• Excerpted text:
□ □ □
Tradeoffs Between Effectiveness and Social Perception When Using Mixed Reality to Enhance Gesturally Limited Robot

Thao Phung
Mines Robotics
Published in
4 min readApr 27, 2021
Categories of mixed-reality gestures

This post summarizes our research paper “What’s The Point? Tradeoffs Between Effectiveness and Social Perception When Using Mixed Reality to Enhance Gesturally Limited Robots” by Jared Hamilton*, Thao Phung*, Nhan Tran, and Tom Williams. This work was published and presented at HRI 2021. *Equal Contribution

For robots to communicate effectively with humans, they must be capable of natural, human-like human-robot dialogue. And, in contrast to dialogue agents and chatbots, interactive robots must be able to communicate with sensitivity to situated context.

Deixis is a key component of human-human communication. Humans begin pointing while speaking even from infancy. Deictic gestures help us express our thoughts, especially in environments in which verbal communication would be difficult such as in noisy factory environments. And widespread evidence has been found in the human robot interaction (HRI) literature for the effectiveness of robots’ use of deictic gestures such as pointing.

However, many robotic platforms lack the arms, heads, and eyes needed to generate expressive cues or deictic gestures. This is especially true for mobile bases such as those used in warehouses, and free-flying drone platforms.

While these types of robots may not be designed to be sociable, they still need gaze and gestural-capabilities for situated communication. In recent work, HRI researchers have begun to explore how mixed reality gestures can be used to provide nonverbal capabilities to these sorts of robots.

In previous work, our lab has started to explore the space of deictic gestures that robots can use in mixed reality environments, including both physical gestures, MR gestures generated through Head Mounted Displays (HMDs) and MR gestures generated through projectors.

In our recent work we explored two different categories of MR deictic gestures for armless robots: a virtual arrow positioned over a target referent and a virtual arm positioned over the gesturing robot.
□ □ □
• Stored data entries:
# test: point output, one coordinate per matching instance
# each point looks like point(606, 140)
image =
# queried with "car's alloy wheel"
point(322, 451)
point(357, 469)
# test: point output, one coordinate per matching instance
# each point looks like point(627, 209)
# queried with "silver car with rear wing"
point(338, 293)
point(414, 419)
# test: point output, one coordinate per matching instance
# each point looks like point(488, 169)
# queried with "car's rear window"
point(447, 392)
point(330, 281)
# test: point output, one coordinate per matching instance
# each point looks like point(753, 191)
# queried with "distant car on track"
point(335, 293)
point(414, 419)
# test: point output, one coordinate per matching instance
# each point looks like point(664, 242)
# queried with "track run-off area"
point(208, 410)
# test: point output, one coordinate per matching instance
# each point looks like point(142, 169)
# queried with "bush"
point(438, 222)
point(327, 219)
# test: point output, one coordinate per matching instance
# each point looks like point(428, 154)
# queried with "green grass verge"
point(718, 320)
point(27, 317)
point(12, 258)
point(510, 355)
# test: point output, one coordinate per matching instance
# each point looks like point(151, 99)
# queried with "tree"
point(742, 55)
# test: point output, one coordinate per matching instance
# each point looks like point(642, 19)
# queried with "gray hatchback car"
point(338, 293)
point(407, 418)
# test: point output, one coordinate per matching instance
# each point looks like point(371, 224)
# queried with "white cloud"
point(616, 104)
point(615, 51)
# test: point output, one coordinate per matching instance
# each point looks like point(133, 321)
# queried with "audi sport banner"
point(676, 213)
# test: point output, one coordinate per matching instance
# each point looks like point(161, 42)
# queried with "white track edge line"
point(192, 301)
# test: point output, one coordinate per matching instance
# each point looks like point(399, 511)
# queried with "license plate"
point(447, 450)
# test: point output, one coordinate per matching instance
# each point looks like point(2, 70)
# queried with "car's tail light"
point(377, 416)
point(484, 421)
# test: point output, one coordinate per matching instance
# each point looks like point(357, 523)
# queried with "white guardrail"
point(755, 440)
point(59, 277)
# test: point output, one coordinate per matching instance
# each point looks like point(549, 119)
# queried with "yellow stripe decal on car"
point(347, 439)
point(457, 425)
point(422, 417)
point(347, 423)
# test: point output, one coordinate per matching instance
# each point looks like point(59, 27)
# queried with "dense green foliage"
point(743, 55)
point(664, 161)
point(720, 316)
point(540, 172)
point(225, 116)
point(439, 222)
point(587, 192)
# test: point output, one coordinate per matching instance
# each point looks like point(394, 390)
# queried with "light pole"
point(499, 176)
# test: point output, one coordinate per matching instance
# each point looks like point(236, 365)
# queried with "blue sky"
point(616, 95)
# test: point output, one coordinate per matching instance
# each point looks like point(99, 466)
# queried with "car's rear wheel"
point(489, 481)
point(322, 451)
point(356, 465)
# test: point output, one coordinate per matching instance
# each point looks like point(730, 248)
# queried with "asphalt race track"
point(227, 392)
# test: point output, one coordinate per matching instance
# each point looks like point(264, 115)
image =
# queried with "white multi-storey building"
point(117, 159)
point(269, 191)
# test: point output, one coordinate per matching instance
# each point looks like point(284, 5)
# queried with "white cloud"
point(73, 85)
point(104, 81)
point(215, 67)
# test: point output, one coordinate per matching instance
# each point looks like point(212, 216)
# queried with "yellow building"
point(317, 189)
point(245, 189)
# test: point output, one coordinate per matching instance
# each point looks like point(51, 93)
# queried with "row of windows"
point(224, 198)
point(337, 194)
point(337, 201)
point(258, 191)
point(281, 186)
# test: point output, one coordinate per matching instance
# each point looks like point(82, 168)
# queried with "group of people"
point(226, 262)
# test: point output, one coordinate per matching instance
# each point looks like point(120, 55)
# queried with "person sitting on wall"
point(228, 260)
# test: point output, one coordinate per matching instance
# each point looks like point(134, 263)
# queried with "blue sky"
□ □ □
• Activity:
Retype the passage from the mixed reality gestures post between "While these types" and "generated through projectors.", inclusive. The items are unrelated to the text and should be treated as separate material.

• Response box:
While these types of robots may not be designed to be sociable, they still need gaze and gestural-capabilities for situated communication. In recent work, HRI researchers have begun to explore how mixed reality gestures can be used to provide nonverbal capabilities to these sorts of robots.

In previous work, our lab has started to explore the space of deictic gestures that robots can use in mixed reality environments, including both physical gestures, MR gestures generated through Head Mounted Displays (HMDs) and MR gestures generated through projectors.